(Stored items)
◆ ◆ ◆ ◆ ◆ ◆ ◆

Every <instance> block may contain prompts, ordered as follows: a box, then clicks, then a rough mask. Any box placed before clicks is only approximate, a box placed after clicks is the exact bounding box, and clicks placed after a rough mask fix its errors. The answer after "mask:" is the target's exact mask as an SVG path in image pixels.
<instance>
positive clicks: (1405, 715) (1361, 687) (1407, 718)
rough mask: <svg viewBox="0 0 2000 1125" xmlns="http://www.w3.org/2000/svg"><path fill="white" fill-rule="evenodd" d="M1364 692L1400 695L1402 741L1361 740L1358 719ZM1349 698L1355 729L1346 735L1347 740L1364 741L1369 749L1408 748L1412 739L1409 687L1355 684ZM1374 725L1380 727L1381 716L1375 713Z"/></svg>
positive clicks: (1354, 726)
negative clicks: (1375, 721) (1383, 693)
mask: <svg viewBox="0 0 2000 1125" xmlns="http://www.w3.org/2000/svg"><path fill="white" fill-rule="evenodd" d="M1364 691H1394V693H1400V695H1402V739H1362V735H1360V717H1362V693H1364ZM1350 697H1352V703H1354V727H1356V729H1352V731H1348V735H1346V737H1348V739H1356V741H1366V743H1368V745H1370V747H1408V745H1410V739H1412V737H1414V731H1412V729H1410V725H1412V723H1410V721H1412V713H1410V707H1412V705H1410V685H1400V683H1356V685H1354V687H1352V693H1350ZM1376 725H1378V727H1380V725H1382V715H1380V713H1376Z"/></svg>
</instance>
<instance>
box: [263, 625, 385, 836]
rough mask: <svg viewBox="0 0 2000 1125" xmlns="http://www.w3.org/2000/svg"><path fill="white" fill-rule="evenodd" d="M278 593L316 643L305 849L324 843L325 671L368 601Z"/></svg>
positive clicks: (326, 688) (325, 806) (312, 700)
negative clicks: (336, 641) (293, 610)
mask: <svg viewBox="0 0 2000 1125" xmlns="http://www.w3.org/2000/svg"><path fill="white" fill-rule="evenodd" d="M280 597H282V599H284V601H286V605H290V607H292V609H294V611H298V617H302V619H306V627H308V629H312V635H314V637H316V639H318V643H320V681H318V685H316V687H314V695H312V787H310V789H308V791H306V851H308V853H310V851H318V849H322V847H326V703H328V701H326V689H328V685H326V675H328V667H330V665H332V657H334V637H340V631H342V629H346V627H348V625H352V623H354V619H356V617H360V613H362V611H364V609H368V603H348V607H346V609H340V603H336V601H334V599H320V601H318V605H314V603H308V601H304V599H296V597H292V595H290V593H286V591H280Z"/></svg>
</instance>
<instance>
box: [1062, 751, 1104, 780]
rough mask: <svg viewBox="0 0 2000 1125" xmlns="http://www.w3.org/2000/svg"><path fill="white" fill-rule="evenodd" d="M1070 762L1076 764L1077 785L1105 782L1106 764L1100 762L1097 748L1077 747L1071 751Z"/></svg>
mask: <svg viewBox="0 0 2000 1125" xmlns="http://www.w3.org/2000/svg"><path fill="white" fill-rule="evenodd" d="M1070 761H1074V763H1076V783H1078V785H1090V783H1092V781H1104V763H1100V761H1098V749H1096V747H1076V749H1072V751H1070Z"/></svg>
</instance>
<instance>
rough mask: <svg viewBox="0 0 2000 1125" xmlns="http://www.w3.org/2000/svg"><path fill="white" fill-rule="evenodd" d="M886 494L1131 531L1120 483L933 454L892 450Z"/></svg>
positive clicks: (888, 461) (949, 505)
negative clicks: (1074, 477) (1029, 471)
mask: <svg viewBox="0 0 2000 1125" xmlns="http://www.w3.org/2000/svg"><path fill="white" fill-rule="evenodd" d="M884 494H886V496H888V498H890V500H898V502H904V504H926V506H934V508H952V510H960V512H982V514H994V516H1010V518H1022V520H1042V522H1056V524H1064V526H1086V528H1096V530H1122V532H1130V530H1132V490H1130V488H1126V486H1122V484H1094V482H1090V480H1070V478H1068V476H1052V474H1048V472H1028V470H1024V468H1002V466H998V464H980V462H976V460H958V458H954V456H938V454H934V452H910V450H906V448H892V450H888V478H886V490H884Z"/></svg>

◆ ◆ ◆ ◆ ◆ ◆ ◆

Above are the records; print exactly the lines from the line with "positive clicks: (326, 688)" to the line with "positive clicks: (888, 461) (949, 505)", including both, and nothing else.

positive clicks: (326, 688) (325, 806) (312, 700)
negative clicks: (336, 641) (293, 610)
mask: <svg viewBox="0 0 2000 1125" xmlns="http://www.w3.org/2000/svg"><path fill="white" fill-rule="evenodd" d="M280 597H282V599H284V601H286V605H290V607H292V609H294V611H298V617H302V619H306V627H308V629H312V635H314V637H316V639H318V643H320V681H318V685H316V687H314V695H312V787H310V789H308V791H306V851H308V853H310V851H318V849H322V847H326V703H328V701H326V689H328V685H326V675H328V667H330V665H332V657H334V637H340V631H342V629H346V627H348V625H352V623H354V619H356V617H360V613H362V611H364V609H368V603H348V607H346V609H340V603H336V601H334V599H320V601H318V605H314V603H308V601H304V599H296V597H292V595H290V593H286V591H280Z"/></svg>
</instance>
<instance>
box: [1062, 751, 1104, 780]
rough mask: <svg viewBox="0 0 2000 1125" xmlns="http://www.w3.org/2000/svg"><path fill="white" fill-rule="evenodd" d="M1070 762L1076 764L1077 785L1105 782L1106 764L1100 762L1097 748L1077 747L1071 751Z"/></svg>
mask: <svg viewBox="0 0 2000 1125" xmlns="http://www.w3.org/2000/svg"><path fill="white" fill-rule="evenodd" d="M1070 761H1074V763H1076V783H1078V785H1090V783H1092V781H1104V763H1100V761H1098V749H1096V747H1076V749H1072V751H1070Z"/></svg>
</instance>
<instance>
rough mask: <svg viewBox="0 0 2000 1125" xmlns="http://www.w3.org/2000/svg"><path fill="white" fill-rule="evenodd" d="M886 494L1131 531L1120 483L933 454L892 450Z"/></svg>
positive clicks: (888, 461) (949, 505)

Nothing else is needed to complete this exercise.